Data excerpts
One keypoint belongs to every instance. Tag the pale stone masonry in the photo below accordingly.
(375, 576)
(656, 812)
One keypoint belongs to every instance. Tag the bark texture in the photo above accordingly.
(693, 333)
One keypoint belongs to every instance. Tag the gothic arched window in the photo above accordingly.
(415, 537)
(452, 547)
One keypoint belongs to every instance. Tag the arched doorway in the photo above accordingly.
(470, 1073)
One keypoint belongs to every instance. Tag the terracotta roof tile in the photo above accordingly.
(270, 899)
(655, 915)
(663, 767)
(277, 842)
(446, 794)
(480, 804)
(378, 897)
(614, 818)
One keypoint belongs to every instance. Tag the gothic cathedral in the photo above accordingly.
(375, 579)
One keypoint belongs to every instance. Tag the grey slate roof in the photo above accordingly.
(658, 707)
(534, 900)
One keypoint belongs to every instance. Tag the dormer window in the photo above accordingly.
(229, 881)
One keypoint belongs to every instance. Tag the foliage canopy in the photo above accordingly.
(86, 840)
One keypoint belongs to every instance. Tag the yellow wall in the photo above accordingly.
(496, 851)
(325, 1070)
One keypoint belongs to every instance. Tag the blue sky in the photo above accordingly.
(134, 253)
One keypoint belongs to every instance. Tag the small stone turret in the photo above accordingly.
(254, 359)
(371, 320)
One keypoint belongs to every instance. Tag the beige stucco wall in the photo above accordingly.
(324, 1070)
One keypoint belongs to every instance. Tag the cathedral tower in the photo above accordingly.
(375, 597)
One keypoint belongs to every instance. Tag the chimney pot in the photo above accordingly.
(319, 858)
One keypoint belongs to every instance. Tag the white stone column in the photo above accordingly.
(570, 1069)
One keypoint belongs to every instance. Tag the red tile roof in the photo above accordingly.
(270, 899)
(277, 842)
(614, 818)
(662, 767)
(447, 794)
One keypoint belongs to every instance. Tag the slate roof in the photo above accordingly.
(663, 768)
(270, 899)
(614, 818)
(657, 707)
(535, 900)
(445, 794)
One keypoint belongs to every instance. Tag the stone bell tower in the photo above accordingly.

| WORK REQUIRED |
Could you copy every record above exactly as written?

| FINAL ANSWER |
One keypoint belongs to every instance. Tag the pale stone masonry in the photo below accordingly.
(375, 576)
(656, 812)
One keypoint belongs to every instance. Tag the bark texture in the photo above accordingly.
(693, 333)
One keypoint belongs to every instance. Tag the gothic arched window in the photo above accordingly.
(415, 537)
(452, 547)
One keypoint belongs to every instance. Tag the arched doorway in the photo above accordingly.
(470, 1073)
One keypoint belongs to every instance. Tag the terracotta roof tile in the photo above accordingly.
(270, 899)
(655, 915)
(663, 767)
(277, 842)
(446, 794)
(480, 804)
(378, 897)
(614, 818)
One keypoint belongs to every instance. Tag the gothic cathedral in the photo above accordingly.
(375, 579)
One keypoint belongs to every instance. Tag the grey slate roof in the photo above accordingly.
(658, 707)
(534, 900)
One keypoint belongs to every instance. Tag the dormer window in the photo above accordingly.
(229, 881)
One keypoint belongs to every instance. Tag the foliage canopy in the photo above accordingly.
(86, 840)
One keypoint belongs to every instance. Tag the yellow wall in the photo above accordingly.
(496, 851)
(325, 1070)
One keypoint belongs to every instance. Tag the blue sky in the photo above accordingly.
(134, 253)
One keypoint belongs to every instance. Tag the small stone turret in the photo above accordingly.
(254, 359)
(371, 320)
One keypoint belongs to every instance. Tag the beige stucco wall in the photo above accordingly.
(324, 1070)
One keypoint belongs to every instance. Tag the cathedral tower in the photo above accordingly.
(375, 597)
One keypoint belongs to every instance. Tag the chimney pot in the photo above accordingly.
(319, 858)
One keypoint belongs to every instance. Tag the white stone column in the photo above accordingly.
(570, 1069)
One keypoint belongs to every instance. Tag the red tile roof in the photo above accordingly.
(270, 899)
(277, 842)
(614, 818)
(662, 767)
(447, 794)
One keypoint belongs to every instance. Tag the slate roof in the photo above accordingly.
(663, 768)
(270, 899)
(614, 818)
(657, 707)
(535, 900)
(445, 794)
One keypoint belongs to every instance. Tag the stone bell tower in the photo above accordingly.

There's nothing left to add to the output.